**What you will do:**
Reproduce the chapter 13 repayment plan text word for word, from "Use this as" to "a chapter 7.".

Use this as a guide to get an estimate. Of course, your plan payment may be different, but this will give you a good working idea for most situations. You may find that you can lower your monthly payments and wipe out all your unsecured debt better in a chapter 13 than you can in a chapter 7.


Because you can “cram down” cars and other loans in a chapter 13, but not in chapter 7.

And, if you own a home and have a second mortgage that qualifies, you may be able to wipe that out as well, but only in chapter 13, not in chapter 7.

And, if you have a high interest rate on your car, you can change it to 4.75% in chapter 13, saving hundreds or even thousands of dollars!

How Long Will Your Chapter 13 Repayment Plan Last?

Although some may qualify for for a 36 to 60 month plan, as a practical matter, most plans will be 60 months.


Because to qualify for the 36 to 60 month plan, your average income for the 6 months prior to filing must be below the median income for your family size. This is the means test at work. For more information I have a complete explanation here.

And, of course, if your income is below median, you naturally want the lowest possible payment for your chapter 13, right?  The way to get the lowest payment is to stretch the plan out to the maximum length permitted by law.  That is 60 months. So, even if you qualify for a shorter plan, you will normally want a longer plan to get a lower payment.  But, you are permitted in this kind of situation to pay your plan off early, but not earlier than 36 months.

How is the Minimum Monthly Payment Determined?

**Extracted information:**
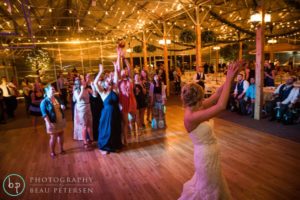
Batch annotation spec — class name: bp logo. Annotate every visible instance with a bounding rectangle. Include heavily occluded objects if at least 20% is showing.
[2,174,26,197]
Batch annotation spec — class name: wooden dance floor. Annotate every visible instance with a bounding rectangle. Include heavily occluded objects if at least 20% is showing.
[0,101,300,200]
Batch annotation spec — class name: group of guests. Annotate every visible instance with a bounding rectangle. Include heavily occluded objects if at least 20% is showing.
[0,76,18,124]
[228,61,300,121]
[40,47,166,158]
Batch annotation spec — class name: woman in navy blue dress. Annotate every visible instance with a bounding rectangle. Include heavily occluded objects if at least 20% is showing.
[94,52,122,154]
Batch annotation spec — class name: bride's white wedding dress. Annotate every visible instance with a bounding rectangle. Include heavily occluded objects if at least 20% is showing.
[179,120,231,200]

**Task output:**
Use this as a guide to get an estimate. Of course, your plan payment may be different, but this will give you a good working idea for most situations. You may find that you can lower your monthly payments and wipe out all your unsecured debt better in a chapter 13 than you can in a chapter 7.